PROVIDED PASSAGE:

---+---

Of course the use of offsets itself remains a challenge as there are increasing questions being asked about the extent to which offsetting can or should be used in meeting net zero goals.
The fact that the International Council on Clean Transportation (ICCT) warned that the CORSIA project is unlikely to reduce aviation emissions and potentially covering only 6% of aviation emissions to 2020, this doesn’t look like a helpful step.
How corporate interests influence global climate policy at the UN body for aviation
Unfortunately for the aviation industry, new analysis from Influence Map reports that the aviation industry has an outsized influence over global climate rules for the sector amid limited public scrutiny. This is according to a detailed analysis of corporate engagement and transparency rules at the UN’s aviation agency.
Given the lack of ambition in Montreal, this simply underscores the perspective that the aviation industry is trying to avoid taking effective action on emissions, and its contribution to climate change.
Lack of transparency in discussions of aviation’s future is a cause for concern
The report says that ICAO’s key climate negotiation body, the Committee on Aviation Environmental Protection (CAEP), adopts numerous – and problematic – transparency practices that are not replicated in other major UN climate negotiation forums.
These include requiring delegates to sign non-disclosure agreements to participate and prohibiting the media from attending key climate negotiations.
Moreover, at climate meetings since the Paris Agreement at CAEP, over 30% of delegates come from the aviation or fossil fuel industries.
At these meetings, industry outnumbered environmental delegates by more than seven to one and only a single environmental group, the International Coalition for Sustainable Aviation (ICSA), is permitted to attend such meetings, compared with seven industry groups.

---+---

COLLECTED DATA:
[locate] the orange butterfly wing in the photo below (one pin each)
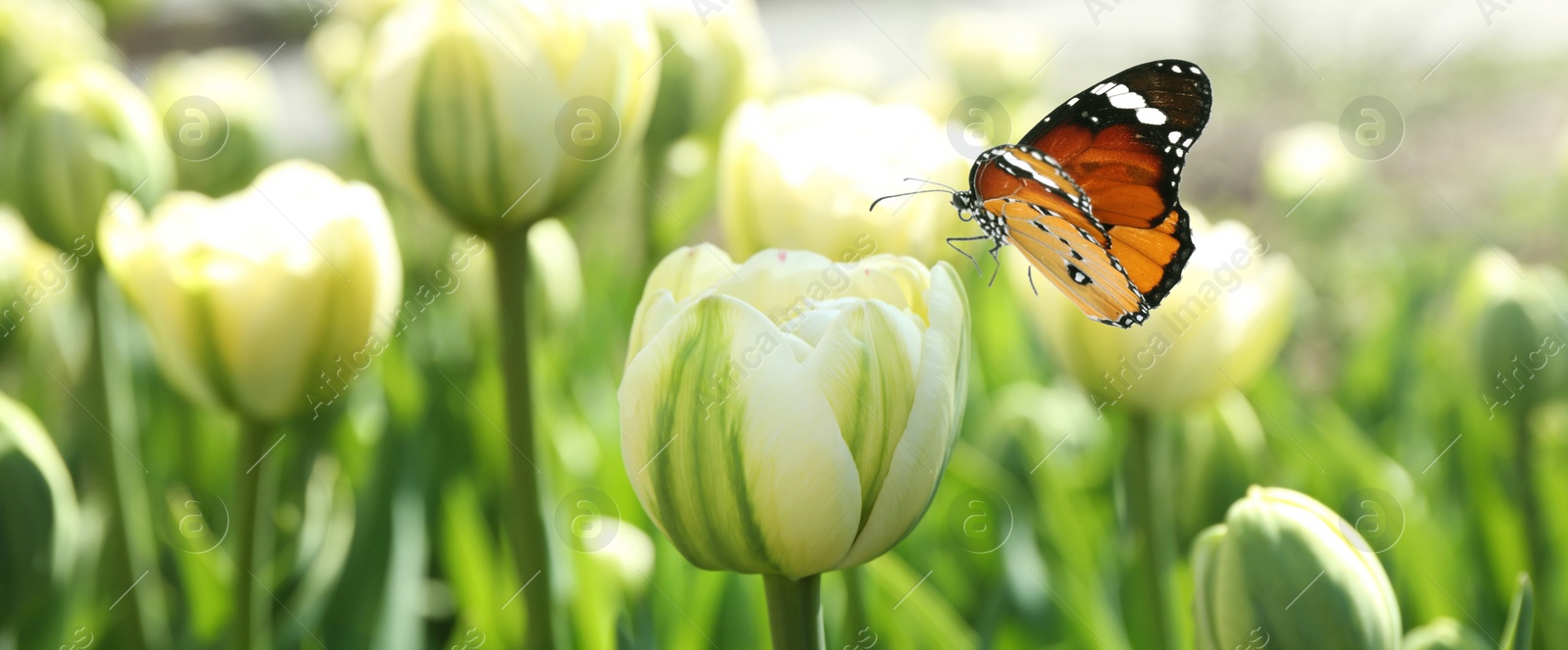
(1125, 143)
(1047, 217)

---+---

OBJECTIVE 1:
In the aviation climate text, what share of delegates at CAEP climate meetings since the Paris Agreement came from the aviation or fossil fuel industries?
OBJECTIVE 2:
Output the part of the aviation climate text starting with "Moreover, at climate" and going on through "seven industry groups.".
The lines have no connection to the aviation climate text.

SOLUTION 1:
Over 30% of the delegates came from those industries.

SOLUTION 2:
Moreover, at climate meetings since the Paris Agreement at CAEP, over 30% of delegates come from the aviation or fossil fuel industries.
At these meetings, industry outnumbered environmental delegates by more than seven to one and only a single environmental group, the International Coalition for Sustainable Aviation (ICSA), is permitted to attend such meetings, compared with seven industry groups.